>> Begin
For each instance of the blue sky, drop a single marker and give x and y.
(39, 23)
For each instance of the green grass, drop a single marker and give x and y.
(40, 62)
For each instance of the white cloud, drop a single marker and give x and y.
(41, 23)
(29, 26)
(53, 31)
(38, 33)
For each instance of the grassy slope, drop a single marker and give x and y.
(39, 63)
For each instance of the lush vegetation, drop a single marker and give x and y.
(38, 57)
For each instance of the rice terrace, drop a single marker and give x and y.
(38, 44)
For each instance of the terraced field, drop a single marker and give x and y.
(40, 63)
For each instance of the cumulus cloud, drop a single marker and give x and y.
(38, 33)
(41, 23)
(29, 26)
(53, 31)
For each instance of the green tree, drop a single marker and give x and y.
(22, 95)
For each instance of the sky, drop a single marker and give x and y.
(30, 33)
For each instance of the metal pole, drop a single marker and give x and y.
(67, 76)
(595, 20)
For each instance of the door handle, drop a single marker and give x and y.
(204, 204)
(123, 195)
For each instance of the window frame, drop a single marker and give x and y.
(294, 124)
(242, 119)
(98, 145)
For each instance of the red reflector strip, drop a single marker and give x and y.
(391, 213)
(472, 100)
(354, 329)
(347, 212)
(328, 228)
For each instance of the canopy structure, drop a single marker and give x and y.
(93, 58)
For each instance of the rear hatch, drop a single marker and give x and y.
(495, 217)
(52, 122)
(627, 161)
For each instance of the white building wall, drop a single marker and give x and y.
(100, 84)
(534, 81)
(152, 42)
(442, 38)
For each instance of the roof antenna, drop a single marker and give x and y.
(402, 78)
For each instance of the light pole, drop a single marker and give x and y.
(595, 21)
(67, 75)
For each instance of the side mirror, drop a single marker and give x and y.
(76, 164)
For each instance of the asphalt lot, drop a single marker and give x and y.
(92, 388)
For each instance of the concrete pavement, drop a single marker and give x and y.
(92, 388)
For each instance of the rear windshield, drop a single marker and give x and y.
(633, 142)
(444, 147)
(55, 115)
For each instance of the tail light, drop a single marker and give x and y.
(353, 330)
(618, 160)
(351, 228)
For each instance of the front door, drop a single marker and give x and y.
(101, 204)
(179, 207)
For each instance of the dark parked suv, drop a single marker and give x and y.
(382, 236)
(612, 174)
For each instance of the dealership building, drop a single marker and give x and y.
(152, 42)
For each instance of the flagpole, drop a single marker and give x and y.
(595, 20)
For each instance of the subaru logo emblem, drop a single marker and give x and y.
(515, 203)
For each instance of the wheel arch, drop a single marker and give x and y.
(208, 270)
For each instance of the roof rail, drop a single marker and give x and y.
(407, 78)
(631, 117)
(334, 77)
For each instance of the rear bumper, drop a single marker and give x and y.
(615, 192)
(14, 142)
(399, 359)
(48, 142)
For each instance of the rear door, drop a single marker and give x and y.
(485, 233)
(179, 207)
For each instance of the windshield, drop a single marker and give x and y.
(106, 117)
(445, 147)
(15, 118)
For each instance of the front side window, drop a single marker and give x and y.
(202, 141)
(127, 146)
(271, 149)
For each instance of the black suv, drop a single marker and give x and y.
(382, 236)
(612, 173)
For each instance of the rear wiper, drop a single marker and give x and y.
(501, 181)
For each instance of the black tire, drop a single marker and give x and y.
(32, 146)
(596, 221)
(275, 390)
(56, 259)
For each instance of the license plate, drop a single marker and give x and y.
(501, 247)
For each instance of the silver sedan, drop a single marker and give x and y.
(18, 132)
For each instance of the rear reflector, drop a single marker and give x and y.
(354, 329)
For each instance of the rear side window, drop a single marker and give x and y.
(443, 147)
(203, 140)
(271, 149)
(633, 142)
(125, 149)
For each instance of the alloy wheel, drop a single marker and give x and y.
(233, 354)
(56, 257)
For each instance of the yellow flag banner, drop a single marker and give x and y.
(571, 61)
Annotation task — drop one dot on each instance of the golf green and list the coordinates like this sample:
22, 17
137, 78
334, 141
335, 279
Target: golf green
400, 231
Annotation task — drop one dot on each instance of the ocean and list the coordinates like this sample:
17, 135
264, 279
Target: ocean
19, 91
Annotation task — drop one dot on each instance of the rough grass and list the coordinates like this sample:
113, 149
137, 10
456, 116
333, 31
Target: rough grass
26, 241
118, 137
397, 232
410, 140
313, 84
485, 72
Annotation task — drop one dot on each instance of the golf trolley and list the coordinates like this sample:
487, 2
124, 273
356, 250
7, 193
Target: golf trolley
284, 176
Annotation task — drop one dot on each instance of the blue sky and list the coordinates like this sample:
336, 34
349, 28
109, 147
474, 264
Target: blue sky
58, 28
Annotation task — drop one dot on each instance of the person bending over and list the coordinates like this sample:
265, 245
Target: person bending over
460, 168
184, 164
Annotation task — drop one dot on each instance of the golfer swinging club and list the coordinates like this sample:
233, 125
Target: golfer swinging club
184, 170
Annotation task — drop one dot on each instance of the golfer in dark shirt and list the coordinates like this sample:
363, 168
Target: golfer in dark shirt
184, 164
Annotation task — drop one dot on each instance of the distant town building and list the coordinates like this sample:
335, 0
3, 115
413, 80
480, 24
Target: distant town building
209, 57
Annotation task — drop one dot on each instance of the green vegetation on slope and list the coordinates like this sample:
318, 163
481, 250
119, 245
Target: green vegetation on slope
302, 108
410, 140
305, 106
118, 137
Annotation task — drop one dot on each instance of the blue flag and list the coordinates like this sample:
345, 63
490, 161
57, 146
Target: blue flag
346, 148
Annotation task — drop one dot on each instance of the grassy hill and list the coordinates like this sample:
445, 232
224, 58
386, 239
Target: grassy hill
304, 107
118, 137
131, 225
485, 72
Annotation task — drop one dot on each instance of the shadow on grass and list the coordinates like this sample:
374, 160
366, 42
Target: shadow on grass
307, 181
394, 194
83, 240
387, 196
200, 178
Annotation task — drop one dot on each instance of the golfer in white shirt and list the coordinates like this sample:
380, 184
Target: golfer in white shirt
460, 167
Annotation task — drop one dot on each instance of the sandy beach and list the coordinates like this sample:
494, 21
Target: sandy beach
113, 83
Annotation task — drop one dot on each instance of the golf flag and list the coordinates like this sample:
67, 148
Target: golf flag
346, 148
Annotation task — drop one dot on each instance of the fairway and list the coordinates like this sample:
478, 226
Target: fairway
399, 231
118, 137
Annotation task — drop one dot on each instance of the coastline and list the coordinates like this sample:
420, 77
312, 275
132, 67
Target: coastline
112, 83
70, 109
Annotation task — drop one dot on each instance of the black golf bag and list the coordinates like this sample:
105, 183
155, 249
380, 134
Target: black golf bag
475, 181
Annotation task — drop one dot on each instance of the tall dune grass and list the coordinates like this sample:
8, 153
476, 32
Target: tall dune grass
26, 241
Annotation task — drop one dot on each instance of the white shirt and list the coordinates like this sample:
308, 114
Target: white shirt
>> End
Request:
Give back the data above exactly as it appears.

Reply:
For each instance of the blue sky, drop a single marker and give x and y.
(39, 23)
For each instance of the green grass, drop a single marker and give x and y.
(40, 62)
For each instance of the white cloud, drop a single marker and give x and y.
(41, 23)
(29, 26)
(53, 31)
(38, 33)
For each instance of the grassy slope, drop a single marker and give x and y.
(39, 63)
For each instance of the lush vegetation, drop a single marker and give x and y.
(38, 57)
For each instance of the rice terrace, drop a single marker and give x and y.
(38, 44)
For each instance of the terraced field, drop a single marker and give x and y.
(40, 63)
For each instance of the cumulus cloud, drop a single marker and give x and y.
(38, 33)
(41, 23)
(29, 26)
(53, 31)
For each instance of the green tree, drop a single marker and give x and y.
(22, 95)
For each instance of the sky, drop a single marker and give x and y.
(30, 33)
For each instance of the metal pole, drop a single marker and give x and y.
(67, 76)
(595, 20)
For each instance of the door handle, drop a single marker and give x and y.
(204, 204)
(123, 195)
For each instance of the window frame, drop a single marker and give x and y.
(294, 124)
(242, 119)
(98, 145)
For each instance of the red reflector strip, drop a single marker and give x and y.
(391, 213)
(472, 100)
(354, 329)
(347, 212)
(328, 228)
For each instance of the canopy structure, drop a single marker and give x and y.
(93, 58)
For each instance of the rear hatch, drop a single marker and give x and y.
(495, 217)
(52, 122)
(627, 161)
For each instance of the white building wall, drop a single marker and give x and y.
(100, 84)
(534, 81)
(152, 42)
(442, 38)
For each instance of the roof antenna, drop a single marker and give x and y.
(402, 78)
For each instance of the light pole, drop a single marker and give x and y.
(595, 21)
(67, 75)
For each instance of the side mirror, drop a single marker and give x and y.
(76, 164)
For each instance of the asphalt lot, drop a single marker and give x and y.
(92, 388)
For each instance of the concrete pavement, drop a single marker and give x and y.
(92, 388)
For each instance of the rear windshield, drop a single marker and give x and y.
(633, 142)
(444, 147)
(55, 115)
For each instance of the tail light, drop a single marker and give x and y.
(353, 330)
(618, 160)
(351, 228)
For each instance of the front door, drop a single marker and give x and y.
(101, 204)
(179, 207)
For each instance of the dark parked suv, drop a single marker and give x and y.
(382, 236)
(612, 174)
For each instance of the dealership building, drop a single marker and give x and y.
(152, 42)
For each instance of the flagpole, drop a single marker and give x and y.
(595, 20)
For each instance of the subaru logo emblem, drop a single marker and give x and y.
(515, 203)
For each instance of the wheel arch, drop a single marker and give x and y.
(208, 270)
For each instance of the roof rail, drop a single marker and give x and y.
(407, 78)
(631, 117)
(334, 77)
For each instance of the rear bumper, drop a single marker and give x and y.
(615, 192)
(14, 142)
(399, 359)
(48, 142)
For each instance of the rear door, drop a single marker and give x and y.
(485, 233)
(179, 207)
For each instance of the windshield, drop a single marker and give x and y.
(106, 117)
(445, 147)
(15, 118)
For each instance of the front side window, drop a single marker and give x and y.
(202, 141)
(127, 146)
(271, 149)
For each instance of the black suv, drop a single marker and give x and y.
(382, 236)
(612, 173)
For each instance of the rear wiper, drop a single marker and give x and y.
(501, 181)
For each instance of the black tire, drop a single marker and give x and y.
(32, 146)
(596, 221)
(275, 390)
(56, 259)
For each instance of the license plate, drop a single marker and give x and y.
(501, 247)
For each instance of the silver sedan, drop a single marker and give x and y.
(18, 132)
For each instance of the rear reflector, drop a single marker and give x and y.
(354, 329)
For each instance of the rear side window, drop a single marker and give x and y.
(443, 147)
(203, 140)
(271, 149)
(633, 142)
(125, 149)
For each instance of the alloy wheel, drop a single marker and give x and y.
(233, 354)
(56, 257)
For each instance of the yellow flag banner, drop a single marker and give x and y.
(571, 61)
Annotation task — drop one dot on each instance of the golf green and list the coordinates like this sample:
22, 17
137, 78
334, 141
335, 279
Target: golf green
400, 231
Annotation task — drop one dot on each instance of the ocean and list the coordinates like this sample:
17, 135
264, 279
Target: ocean
19, 91
Annotation task — drop one dot on each instance of the rough grass and list the coordinates like this sample:
113, 149
137, 10
456, 116
333, 31
Target: rough grass
26, 241
118, 137
397, 232
410, 140
313, 84
485, 72
Annotation task — drop one dot on each instance of the golf trolley and list the coordinates like this sample:
487, 2
124, 273
356, 250
7, 193
Target: golf trolley
284, 176
Annotation task — drop one dot on each instance of the blue sky and list the coordinates like this sample:
336, 34
349, 28
109, 147
474, 264
Target: blue sky
58, 28
Annotation task — drop one dot on each instance of the person bending over and list the coordinates like this sample:
265, 245
Target: person bending over
460, 168
184, 164
Annotation task — drop one dot on each instance of the golfer swinging club and list the coordinates like this sample:
233, 125
Target: golfer swinging club
184, 170
Annotation task — drop one dot on each instance of the golfer in dark shirt and list the coordinates like this sample:
363, 168
Target: golfer in dark shirt
184, 164
Annotation task — drop one dot on each instance of the distant town building and list the coordinates like this sample:
335, 0
3, 115
413, 80
480, 24
Target: distant town building
209, 57
Annotation task — drop one dot on each instance of the green vegetation on slope and list the coordinates like this sample:
318, 163
481, 250
119, 245
Target: green vegetation on slope
302, 108
410, 140
305, 106
118, 137
Annotation task — drop one dot on each instance of the blue flag and list the coordinates like this sample:
345, 63
490, 161
57, 146
Target: blue flag
346, 148
Annotation task — drop one dot on each instance of the grassy hill and list the coordinates like this sample:
445, 232
224, 58
386, 239
Target: grassy hill
304, 107
118, 137
131, 225
485, 72
Annotation task — drop one dot on each instance of the shadow on grass and list the coordinates like this sample:
374, 160
366, 42
Target: shadow on grass
307, 181
394, 194
83, 240
387, 196
200, 178
Annotation task — drop one dot on each instance of the golfer in white shirt and list the coordinates like this sample:
380, 184
Target: golfer in white shirt
460, 167
Annotation task — drop one dot on each instance of the sandy beach and list the coordinates like this sample:
494, 21
Target: sandy beach
113, 83
Annotation task — drop one dot on each instance of the golf flag and list the coordinates like this sample:
67, 148
Target: golf flag
346, 148
Annotation task — drop one dot on each instance of the fairway and list the coordinates like this sample:
478, 226
Target: fairway
399, 231
118, 137
Annotation task — drop one dot on each instance of the coastline and list the coordinates like this sample:
420, 77
312, 275
132, 67
Target: coastline
112, 83
70, 109
Annotation task — drop one dot on each instance of the black golf bag and list the coordinates like this sample:
105, 183
155, 249
380, 134
Target: black golf bag
475, 181
Annotation task — drop one dot on each instance of the tall dune grass and list the coordinates like this sample:
8, 153
476, 32
Target: tall dune grass
26, 241
Annotation task — drop one dot on each instance of the white shirt and list the coordinates like this sample:
308, 114
Target: white shirt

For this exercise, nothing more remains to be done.